*SOURCE TEXT*
# # # #

The paper reports that “nearly one in 10 new prescriptions for brand-name drugs were abandoned by people with commercial health plans in the quarter, up 88% from four years earlier, when the data were first tracked and before the recession began.”
Leaving aside the fact that people even those with health insurance do not believe that they can afford drugs that they need, it would seem to be a basic premise of health care reform that health care should be more affordable. That is not the case, and big pharma companies still appear to make large profits, perhaps too large, on their products. Whatever programs the Administration and Congress have put into place have not frightened drug companies enough for them to change old habits.
The free market view of drug prices is that phama companies should charge what they believe is the most profitable price for any treatment. What they lose in customers who cannot pay for their products, they make up in high prices. The government has already decided that the nation cannot afford those practices. Pharma companies may believe that the government cannot track every transaction.

# # # #

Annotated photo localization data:

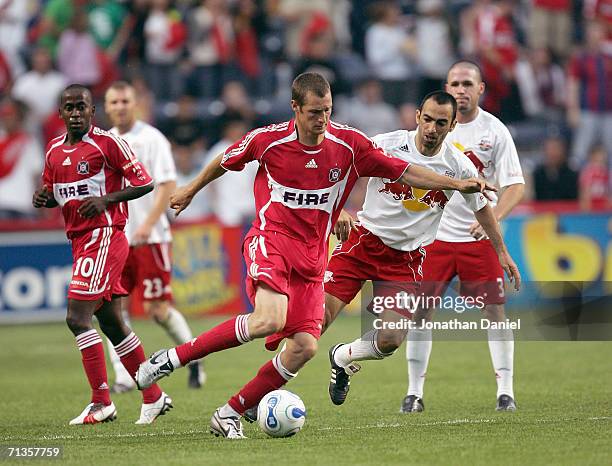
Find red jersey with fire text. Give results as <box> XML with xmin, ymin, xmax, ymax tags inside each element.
<box><xmin>43</xmin><ymin>126</ymin><xmax>153</xmax><ymax>239</ymax></box>
<box><xmin>221</xmin><ymin>120</ymin><xmax>409</xmax><ymax>276</ymax></box>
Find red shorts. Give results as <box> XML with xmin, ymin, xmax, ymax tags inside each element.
<box><xmin>423</xmin><ymin>239</ymin><xmax>506</xmax><ymax>304</ymax></box>
<box><xmin>243</xmin><ymin>232</ymin><xmax>325</xmax><ymax>351</ymax></box>
<box><xmin>121</xmin><ymin>243</ymin><xmax>172</xmax><ymax>301</ymax></box>
<box><xmin>68</xmin><ymin>227</ymin><xmax>129</xmax><ymax>301</ymax></box>
<box><xmin>325</xmin><ymin>226</ymin><xmax>424</xmax><ymax>303</ymax></box>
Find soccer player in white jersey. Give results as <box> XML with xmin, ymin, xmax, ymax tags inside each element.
<box><xmin>325</xmin><ymin>91</ymin><xmax>520</xmax><ymax>405</ymax></box>
<box><xmin>136</xmin><ymin>73</ymin><xmax>498</xmax><ymax>439</ymax></box>
<box><xmin>104</xmin><ymin>81</ymin><xmax>204</xmax><ymax>393</ymax></box>
<box><xmin>402</xmin><ymin>61</ymin><xmax>524</xmax><ymax>412</ymax></box>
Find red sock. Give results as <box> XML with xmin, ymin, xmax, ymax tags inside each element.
<box><xmin>227</xmin><ymin>353</ymin><xmax>297</xmax><ymax>414</ymax></box>
<box><xmin>76</xmin><ymin>329</ymin><xmax>111</xmax><ymax>406</ymax></box>
<box><xmin>175</xmin><ymin>314</ymin><xmax>251</xmax><ymax>366</ymax></box>
<box><xmin>115</xmin><ymin>332</ymin><xmax>162</xmax><ymax>404</ymax></box>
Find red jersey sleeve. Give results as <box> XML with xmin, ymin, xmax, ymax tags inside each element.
<box><xmin>354</xmin><ymin>134</ymin><xmax>410</xmax><ymax>181</ymax></box>
<box><xmin>221</xmin><ymin>130</ymin><xmax>260</xmax><ymax>171</ymax></box>
<box><xmin>104</xmin><ymin>136</ymin><xmax>153</xmax><ymax>186</ymax></box>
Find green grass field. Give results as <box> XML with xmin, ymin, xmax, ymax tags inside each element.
<box><xmin>0</xmin><ymin>317</ymin><xmax>612</xmax><ymax>466</ymax></box>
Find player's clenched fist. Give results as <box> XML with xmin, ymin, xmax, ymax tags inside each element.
<box><xmin>170</xmin><ymin>186</ymin><xmax>194</xmax><ymax>217</ymax></box>
<box><xmin>459</xmin><ymin>178</ymin><xmax>497</xmax><ymax>200</ymax></box>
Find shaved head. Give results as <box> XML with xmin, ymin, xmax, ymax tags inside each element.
<box><xmin>446</xmin><ymin>60</ymin><xmax>482</xmax><ymax>82</ymax></box>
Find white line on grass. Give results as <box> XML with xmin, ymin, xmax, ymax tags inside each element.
<box><xmin>1</xmin><ymin>416</ymin><xmax>612</xmax><ymax>442</ymax></box>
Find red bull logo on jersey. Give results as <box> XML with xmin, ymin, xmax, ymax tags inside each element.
<box><xmin>378</xmin><ymin>182</ymin><xmax>416</xmax><ymax>201</ymax></box>
<box><xmin>378</xmin><ymin>183</ymin><xmax>448</xmax><ymax>211</ymax></box>
<box><xmin>419</xmin><ymin>189</ymin><xmax>448</xmax><ymax>209</ymax></box>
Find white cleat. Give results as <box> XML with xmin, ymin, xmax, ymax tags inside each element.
<box><xmin>210</xmin><ymin>408</ymin><xmax>246</xmax><ymax>440</ymax></box>
<box><xmin>136</xmin><ymin>350</ymin><xmax>174</xmax><ymax>390</ymax></box>
<box><xmin>136</xmin><ymin>392</ymin><xmax>173</xmax><ymax>424</ymax></box>
<box><xmin>70</xmin><ymin>403</ymin><xmax>117</xmax><ymax>426</ymax></box>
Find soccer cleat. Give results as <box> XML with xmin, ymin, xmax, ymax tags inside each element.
<box><xmin>70</xmin><ymin>403</ymin><xmax>117</xmax><ymax>426</ymax></box>
<box><xmin>329</xmin><ymin>343</ymin><xmax>361</xmax><ymax>405</ymax></box>
<box><xmin>135</xmin><ymin>392</ymin><xmax>173</xmax><ymax>424</ymax></box>
<box><xmin>400</xmin><ymin>395</ymin><xmax>425</xmax><ymax>413</ymax></box>
<box><xmin>136</xmin><ymin>350</ymin><xmax>174</xmax><ymax>390</ymax></box>
<box><xmin>495</xmin><ymin>395</ymin><xmax>516</xmax><ymax>411</ymax></box>
<box><xmin>242</xmin><ymin>405</ymin><xmax>257</xmax><ymax>423</ymax></box>
<box><xmin>187</xmin><ymin>361</ymin><xmax>206</xmax><ymax>388</ymax></box>
<box><xmin>111</xmin><ymin>379</ymin><xmax>136</xmax><ymax>393</ymax></box>
<box><xmin>210</xmin><ymin>408</ymin><xmax>246</xmax><ymax>439</ymax></box>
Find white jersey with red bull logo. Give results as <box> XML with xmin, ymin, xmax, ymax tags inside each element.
<box><xmin>110</xmin><ymin>121</ymin><xmax>176</xmax><ymax>244</ymax></box>
<box><xmin>436</xmin><ymin>108</ymin><xmax>525</xmax><ymax>243</ymax></box>
<box><xmin>221</xmin><ymin>120</ymin><xmax>409</xmax><ymax>278</ymax></box>
<box><xmin>357</xmin><ymin>130</ymin><xmax>487</xmax><ymax>251</ymax></box>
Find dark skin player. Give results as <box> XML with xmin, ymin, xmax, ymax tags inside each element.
<box><xmin>32</xmin><ymin>86</ymin><xmax>153</xmax><ymax>345</ymax></box>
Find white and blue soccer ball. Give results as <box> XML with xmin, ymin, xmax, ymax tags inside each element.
<box><xmin>257</xmin><ymin>390</ymin><xmax>306</xmax><ymax>437</ymax></box>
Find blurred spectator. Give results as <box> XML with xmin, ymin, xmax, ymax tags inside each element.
<box><xmin>57</xmin><ymin>8</ymin><xmax>102</xmax><ymax>87</ymax></box>
<box><xmin>187</xmin><ymin>0</ymin><xmax>238</xmax><ymax>99</ymax></box>
<box><xmin>583</xmin><ymin>0</ymin><xmax>612</xmax><ymax>55</ymax></box>
<box><xmin>336</xmin><ymin>79</ymin><xmax>399</xmax><ymax>137</ymax></box>
<box><xmin>204</xmin><ymin>120</ymin><xmax>259</xmax><ymax>226</ymax></box>
<box><xmin>472</xmin><ymin>0</ymin><xmax>524</xmax><ymax>122</ymax></box>
<box><xmin>567</xmin><ymin>22</ymin><xmax>612</xmax><ymax>168</ymax></box>
<box><xmin>0</xmin><ymin>0</ymin><xmax>32</xmax><ymax>77</ymax></box>
<box><xmin>144</xmin><ymin>0</ymin><xmax>187</xmax><ymax>100</ymax></box>
<box><xmin>12</xmin><ymin>47</ymin><xmax>67</xmax><ymax>132</ymax></box>
<box><xmin>0</xmin><ymin>98</ymin><xmax>44</xmax><ymax>219</ymax></box>
<box><xmin>516</xmin><ymin>47</ymin><xmax>567</xmax><ymax>121</ymax></box>
<box><xmin>278</xmin><ymin>0</ymin><xmax>333</xmax><ymax>60</ymax></box>
<box><xmin>365</xmin><ymin>2</ymin><xmax>418</xmax><ymax>107</ymax></box>
<box><xmin>528</xmin><ymin>0</ymin><xmax>573</xmax><ymax>58</ymax></box>
<box><xmin>415</xmin><ymin>0</ymin><xmax>455</xmax><ymax>102</ymax></box>
<box><xmin>170</xmin><ymin>144</ymin><xmax>212</xmax><ymax>222</ymax></box>
<box><xmin>578</xmin><ymin>146</ymin><xmax>611</xmax><ymax>210</ymax></box>
<box><xmin>533</xmin><ymin>137</ymin><xmax>578</xmax><ymax>201</ymax></box>
<box><xmin>295</xmin><ymin>14</ymin><xmax>350</xmax><ymax>97</ymax></box>
<box><xmin>160</xmin><ymin>95</ymin><xmax>205</xmax><ymax>146</ymax></box>
<box><xmin>234</xmin><ymin>0</ymin><xmax>262</xmax><ymax>94</ymax></box>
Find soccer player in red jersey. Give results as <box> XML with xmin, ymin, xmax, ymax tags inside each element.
<box><xmin>136</xmin><ymin>73</ymin><xmax>494</xmax><ymax>438</ymax></box>
<box><xmin>32</xmin><ymin>84</ymin><xmax>172</xmax><ymax>425</ymax></box>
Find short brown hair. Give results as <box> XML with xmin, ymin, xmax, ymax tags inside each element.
<box><xmin>291</xmin><ymin>73</ymin><xmax>330</xmax><ymax>106</ymax></box>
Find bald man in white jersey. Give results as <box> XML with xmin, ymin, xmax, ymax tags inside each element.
<box><xmin>318</xmin><ymin>91</ymin><xmax>520</xmax><ymax>405</ymax></box>
<box><xmin>401</xmin><ymin>61</ymin><xmax>525</xmax><ymax>413</ymax></box>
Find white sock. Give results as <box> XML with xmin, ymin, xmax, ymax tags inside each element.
<box><xmin>487</xmin><ymin>329</ymin><xmax>514</xmax><ymax>398</ymax></box>
<box><xmin>219</xmin><ymin>403</ymin><xmax>242</xmax><ymax>418</ymax></box>
<box><xmin>158</xmin><ymin>306</ymin><xmax>193</xmax><ymax>345</ymax></box>
<box><xmin>334</xmin><ymin>330</ymin><xmax>389</xmax><ymax>367</ymax></box>
<box><xmin>406</xmin><ymin>328</ymin><xmax>432</xmax><ymax>398</ymax></box>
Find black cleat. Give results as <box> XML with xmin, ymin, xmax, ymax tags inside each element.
<box><xmin>495</xmin><ymin>395</ymin><xmax>516</xmax><ymax>411</ymax></box>
<box><xmin>400</xmin><ymin>395</ymin><xmax>425</xmax><ymax>414</ymax></box>
<box><xmin>329</xmin><ymin>343</ymin><xmax>361</xmax><ymax>405</ymax></box>
<box><xmin>187</xmin><ymin>361</ymin><xmax>206</xmax><ymax>388</ymax></box>
<box><xmin>242</xmin><ymin>405</ymin><xmax>257</xmax><ymax>423</ymax></box>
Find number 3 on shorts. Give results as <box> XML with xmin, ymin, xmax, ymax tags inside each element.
<box><xmin>142</xmin><ymin>278</ymin><xmax>164</xmax><ymax>299</ymax></box>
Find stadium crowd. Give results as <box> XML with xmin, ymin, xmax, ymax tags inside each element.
<box><xmin>0</xmin><ymin>0</ymin><xmax>612</xmax><ymax>225</ymax></box>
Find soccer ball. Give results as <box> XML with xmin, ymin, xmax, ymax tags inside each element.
<box><xmin>257</xmin><ymin>390</ymin><xmax>306</xmax><ymax>437</ymax></box>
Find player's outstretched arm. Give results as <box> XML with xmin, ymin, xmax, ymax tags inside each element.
<box><xmin>32</xmin><ymin>185</ymin><xmax>59</xmax><ymax>209</ymax></box>
<box><xmin>474</xmin><ymin>204</ymin><xmax>521</xmax><ymax>290</ymax></box>
<box><xmin>398</xmin><ymin>164</ymin><xmax>497</xmax><ymax>194</ymax></box>
<box><xmin>170</xmin><ymin>154</ymin><xmax>225</xmax><ymax>217</ymax></box>
<box><xmin>78</xmin><ymin>182</ymin><xmax>154</xmax><ymax>218</ymax></box>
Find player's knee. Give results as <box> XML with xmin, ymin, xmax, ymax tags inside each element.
<box><xmin>66</xmin><ymin>314</ymin><xmax>92</xmax><ymax>335</ymax></box>
<box><xmin>376</xmin><ymin>331</ymin><xmax>406</xmax><ymax>353</ymax></box>
<box><xmin>249</xmin><ymin>314</ymin><xmax>285</xmax><ymax>337</ymax></box>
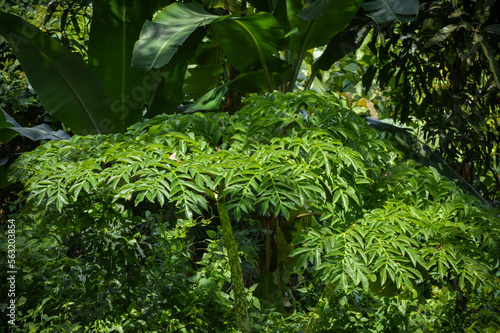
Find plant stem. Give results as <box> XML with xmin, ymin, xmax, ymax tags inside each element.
<box><xmin>217</xmin><ymin>193</ymin><xmax>250</xmax><ymax>333</ymax></box>
<box><xmin>288</xmin><ymin>21</ymin><xmax>314</xmax><ymax>92</ymax></box>
<box><xmin>304</xmin><ymin>282</ymin><xmax>338</xmax><ymax>333</ymax></box>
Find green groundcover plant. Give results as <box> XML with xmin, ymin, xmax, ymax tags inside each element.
<box><xmin>4</xmin><ymin>92</ymin><xmax>499</xmax><ymax>332</ymax></box>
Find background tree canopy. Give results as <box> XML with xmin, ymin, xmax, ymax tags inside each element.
<box><xmin>0</xmin><ymin>0</ymin><xmax>500</xmax><ymax>332</ymax></box>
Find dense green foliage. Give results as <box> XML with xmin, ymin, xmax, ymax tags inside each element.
<box><xmin>363</xmin><ymin>0</ymin><xmax>500</xmax><ymax>202</ymax></box>
<box><xmin>0</xmin><ymin>0</ymin><xmax>500</xmax><ymax>332</ymax></box>
<box><xmin>4</xmin><ymin>93</ymin><xmax>499</xmax><ymax>332</ymax></box>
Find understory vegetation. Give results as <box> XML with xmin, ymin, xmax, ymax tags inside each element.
<box><xmin>0</xmin><ymin>0</ymin><xmax>500</xmax><ymax>333</ymax></box>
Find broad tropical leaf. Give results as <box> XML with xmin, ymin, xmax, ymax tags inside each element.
<box><xmin>287</xmin><ymin>0</ymin><xmax>362</xmax><ymax>52</ymax></box>
<box><xmin>88</xmin><ymin>0</ymin><xmax>170</xmax><ymax>132</ymax></box>
<box><xmin>211</xmin><ymin>13</ymin><xmax>284</xmax><ymax>71</ymax></box>
<box><xmin>0</xmin><ymin>12</ymin><xmax>111</xmax><ymax>134</ymax></box>
<box><xmin>0</xmin><ymin>108</ymin><xmax>71</xmax><ymax>144</ymax></box>
<box><xmin>361</xmin><ymin>0</ymin><xmax>419</xmax><ymax>23</ymax></box>
<box><xmin>132</xmin><ymin>2</ymin><xmax>220</xmax><ymax>68</ymax></box>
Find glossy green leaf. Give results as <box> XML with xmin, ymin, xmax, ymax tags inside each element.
<box><xmin>0</xmin><ymin>108</ymin><xmax>71</xmax><ymax>144</ymax></box>
<box><xmin>88</xmin><ymin>0</ymin><xmax>169</xmax><ymax>133</ymax></box>
<box><xmin>0</xmin><ymin>12</ymin><xmax>112</xmax><ymax>134</ymax></box>
<box><xmin>132</xmin><ymin>2</ymin><xmax>219</xmax><ymax>68</ymax></box>
<box><xmin>211</xmin><ymin>13</ymin><xmax>284</xmax><ymax>71</ymax></box>
<box><xmin>361</xmin><ymin>0</ymin><xmax>419</xmax><ymax>23</ymax></box>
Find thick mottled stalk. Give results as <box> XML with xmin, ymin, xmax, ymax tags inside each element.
<box><xmin>304</xmin><ymin>282</ymin><xmax>338</xmax><ymax>333</ymax></box>
<box><xmin>217</xmin><ymin>193</ymin><xmax>250</xmax><ymax>333</ymax></box>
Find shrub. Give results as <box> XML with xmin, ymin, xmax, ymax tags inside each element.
<box><xmin>6</xmin><ymin>93</ymin><xmax>499</xmax><ymax>331</ymax></box>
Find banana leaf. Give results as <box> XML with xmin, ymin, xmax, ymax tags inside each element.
<box><xmin>88</xmin><ymin>0</ymin><xmax>174</xmax><ymax>132</ymax></box>
<box><xmin>361</xmin><ymin>0</ymin><xmax>419</xmax><ymax>23</ymax></box>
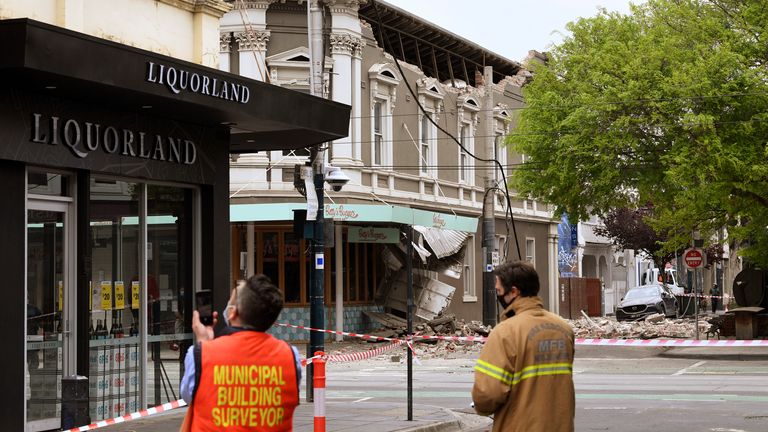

# # # #

*ASSIGNMENT 1*
List every numerical figure that appears in the passage on drug prices.
*ASSIGNMENT 2*
Write the next part of the passage on prescription drug prices, picking up after its final sentence.

*YOUR RESPONSE 1*
- nearly one in 10
- 88%
- four years

*YOUR RESPONSE 2*
When drug prices are inelastic, some people who need them are bound to walk away and become sicker than if they took their medications. These people put a burden on the health care system because they are often treated in hospitals for conditions that could have been managed more cheaply by doctors in their offices or at local clinics.
So, the government has a plan in place that has not worked yet, and the pharma companies do not appear to be worried about conditions that may eventually bring their profits down. Make money now — they must reason–no matter who gets sick.